◆ EXCERPTED DATA
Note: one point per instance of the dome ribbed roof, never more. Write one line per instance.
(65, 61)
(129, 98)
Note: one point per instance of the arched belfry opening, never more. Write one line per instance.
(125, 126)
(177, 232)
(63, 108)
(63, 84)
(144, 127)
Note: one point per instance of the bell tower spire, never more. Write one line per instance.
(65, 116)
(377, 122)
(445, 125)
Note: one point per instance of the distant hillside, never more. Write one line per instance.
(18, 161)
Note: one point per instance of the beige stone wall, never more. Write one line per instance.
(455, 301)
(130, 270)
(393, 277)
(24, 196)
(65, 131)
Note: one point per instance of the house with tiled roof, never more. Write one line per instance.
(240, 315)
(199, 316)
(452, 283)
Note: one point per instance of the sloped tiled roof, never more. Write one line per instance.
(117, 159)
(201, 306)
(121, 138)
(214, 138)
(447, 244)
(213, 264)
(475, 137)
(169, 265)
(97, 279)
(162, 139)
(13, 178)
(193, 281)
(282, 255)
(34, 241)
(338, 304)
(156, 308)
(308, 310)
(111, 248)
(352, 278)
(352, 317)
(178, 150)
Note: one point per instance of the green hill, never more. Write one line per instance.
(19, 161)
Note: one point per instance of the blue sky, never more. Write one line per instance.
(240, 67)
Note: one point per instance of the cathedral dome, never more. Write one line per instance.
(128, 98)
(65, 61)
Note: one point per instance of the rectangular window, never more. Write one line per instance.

◆ DIRECTIONS
Copy every one of the rows above verbatim, one line each.

◆ SOLVED EXERCISE
Note: one point per instance of the dome ribbed roof, never more. Write one line per instance.
(65, 61)
(129, 98)
Note: one point per instance of the arched belfry opening, never more. Write one line per instance.
(125, 126)
(177, 232)
(63, 108)
(63, 84)
(144, 127)
Note: one point per instance of the bell tower spire, never more. Write one line per instance.
(65, 116)
(377, 122)
(445, 125)
Note: one point per instance of the distant hillside, never more. Write one line per instance.
(18, 161)
Note: one point per instance of the beige stone wall, never more. Write one line per instance.
(455, 301)
(130, 270)
(393, 277)
(24, 196)
(65, 131)
Note: one point per instance of the house with tiled roof, never more. Write one line per instance.
(240, 315)
(199, 316)
(452, 283)
Note: one point per instance of the sloped tiled roof, never more. Write one line per instance.
(117, 159)
(201, 306)
(121, 138)
(214, 138)
(447, 244)
(213, 264)
(475, 137)
(169, 265)
(97, 279)
(162, 139)
(13, 178)
(193, 281)
(282, 255)
(34, 241)
(338, 304)
(156, 308)
(308, 310)
(111, 248)
(352, 278)
(352, 317)
(178, 150)
Note: one point per instance of the green hill, never more. Write one line per instance.
(19, 161)
Note: one point per instance of the blue sky, never more. Write one line per instance.
(240, 67)
Note: one point per instance of the cathedral dome, never more. Write one line per instance.
(128, 98)
(65, 61)
Note: one point per instance of the rectangular window, never more. Write one line per instance.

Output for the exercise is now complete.